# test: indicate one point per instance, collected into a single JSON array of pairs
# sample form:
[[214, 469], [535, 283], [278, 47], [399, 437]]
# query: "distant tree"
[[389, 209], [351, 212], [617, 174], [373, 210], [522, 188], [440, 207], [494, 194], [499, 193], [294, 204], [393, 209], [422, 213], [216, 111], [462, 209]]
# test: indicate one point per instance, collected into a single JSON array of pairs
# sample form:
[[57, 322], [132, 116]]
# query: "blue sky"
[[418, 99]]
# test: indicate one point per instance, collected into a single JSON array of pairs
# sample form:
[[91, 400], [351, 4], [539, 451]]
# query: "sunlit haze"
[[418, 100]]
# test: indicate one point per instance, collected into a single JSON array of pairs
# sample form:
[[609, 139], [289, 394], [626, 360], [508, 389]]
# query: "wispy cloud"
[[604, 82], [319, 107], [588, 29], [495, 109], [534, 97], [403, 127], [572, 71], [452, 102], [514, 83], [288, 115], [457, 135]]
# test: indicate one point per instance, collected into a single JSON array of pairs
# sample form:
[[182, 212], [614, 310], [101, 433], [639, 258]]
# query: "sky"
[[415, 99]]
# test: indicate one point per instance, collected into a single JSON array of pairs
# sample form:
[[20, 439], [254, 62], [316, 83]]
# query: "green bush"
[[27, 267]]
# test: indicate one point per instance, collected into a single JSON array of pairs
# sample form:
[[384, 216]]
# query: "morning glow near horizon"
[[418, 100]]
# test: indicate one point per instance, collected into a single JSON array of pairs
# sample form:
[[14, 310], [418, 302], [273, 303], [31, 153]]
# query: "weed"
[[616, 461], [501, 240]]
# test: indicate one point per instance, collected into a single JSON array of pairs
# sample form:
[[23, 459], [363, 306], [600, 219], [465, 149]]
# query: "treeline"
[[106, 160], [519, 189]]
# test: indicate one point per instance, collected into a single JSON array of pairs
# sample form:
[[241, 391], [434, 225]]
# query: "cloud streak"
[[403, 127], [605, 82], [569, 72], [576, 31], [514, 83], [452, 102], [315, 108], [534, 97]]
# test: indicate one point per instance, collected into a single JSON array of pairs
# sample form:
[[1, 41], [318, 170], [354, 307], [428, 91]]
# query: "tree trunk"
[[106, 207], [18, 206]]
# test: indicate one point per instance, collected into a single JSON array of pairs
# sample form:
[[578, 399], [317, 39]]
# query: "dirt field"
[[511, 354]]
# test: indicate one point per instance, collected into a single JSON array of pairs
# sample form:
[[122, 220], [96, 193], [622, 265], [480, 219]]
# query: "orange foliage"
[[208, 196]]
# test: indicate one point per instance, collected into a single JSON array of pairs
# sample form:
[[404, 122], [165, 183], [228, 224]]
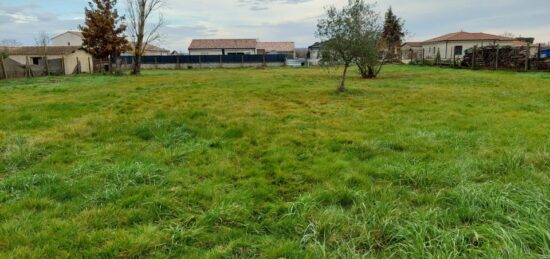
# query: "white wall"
[[196, 52], [67, 39], [446, 49], [70, 60]]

☆ ☆ ☆ ☆ ☆ ☆ ☆

* _TASK TO COMPLETE_:
Your reply should be the entries above, repeated exactly and free of pictures.

* _TASK OUTPUT_:
# test: indicate one point per instance, collected into a single JSON array of pairs
# sample form:
[[214, 469], [535, 283], [278, 47], [399, 437]]
# query: "distant tree"
[[389, 209], [351, 212], [617, 174], [373, 210], [522, 188], [440, 207], [494, 194], [499, 193], [294, 204], [393, 209], [422, 213], [216, 111], [462, 209]]
# test: indicate one point per instance, collected into a single JSON array of pairs
# sample form:
[[57, 322], [132, 116]]
# query: "blue sky"
[[418, 99]]
# test: indicate one point per instance, collected into a single JSON array of pairs
# sample form:
[[91, 400], [351, 4], [539, 451]]
# query: "sunlit haze"
[[418, 100]]
# test: indicate one point per instance, collected into a single JSON array of pairs
# sample form:
[[609, 139], [289, 394], [626, 360], [508, 389]]
# query: "wispy cloud"
[[604, 82], [319, 107], [588, 29], [495, 109], [534, 97], [403, 127], [572, 71], [452, 102], [514, 83], [288, 115], [457, 135]]
# test: indicate one point per instance, collected into a single JSON array of pairs
# sample form:
[[182, 212], [614, 310], [101, 433], [639, 258]]
# query: "sky"
[[415, 99]]
# test: indicate one point per instance, collected into a single JSON array of pairs
# sample form:
[[20, 439], [254, 62], [316, 83]]
# query: "green bush"
[[27, 267]]
# test: indicate one point per instance, collected into a single JSON array of pairs
# sample form:
[[384, 216]]
# query: "morning glow near horizon"
[[418, 100]]
# test: indicate one point per instance, collected into a single JSON array of pairs
# sample form:
[[14, 310], [418, 302], [273, 303], [31, 153]]
# query: "weed"
[[616, 461], [501, 240]]
# test: indicate one point per instance, collected into a single JSON array of pairs
# sample form:
[[23, 459], [363, 306], [600, 219], [465, 149]]
# query: "treeline"
[[106, 160], [519, 189]]
# test: indicate one point per instance, collected into a single JSON array of pairs
# sample form:
[[241, 391], [434, 225]]
# query: "cloud streak"
[[403, 127], [605, 82], [569, 72], [576, 31], [514, 83], [452, 102], [315, 108], [534, 97]]
# test: indicate one point per instance, collected into a single JSON array of pairs
# sample form:
[[1, 41], [318, 170], [354, 307], [428, 91]]
# query: "tree trunk"
[[106, 207], [18, 206]]
# test: indicate one point per instance, collected into a single JSON array of pairs
# sample form:
[[578, 399], [317, 39]]
# query: "dirt field"
[[511, 354]]
# test: indicate one point per instance, collected into a single JSON array of pairs
# sample form:
[[122, 220], [96, 193], [622, 265], [480, 219]]
# query: "orange foliage"
[[208, 196]]
# test: indicate one point per instance, collected into a single JSON array of pairs
# sample form:
[[404, 122], [165, 183], [228, 224]]
# query: "white wall"
[[196, 52], [67, 39], [446, 49], [70, 60]]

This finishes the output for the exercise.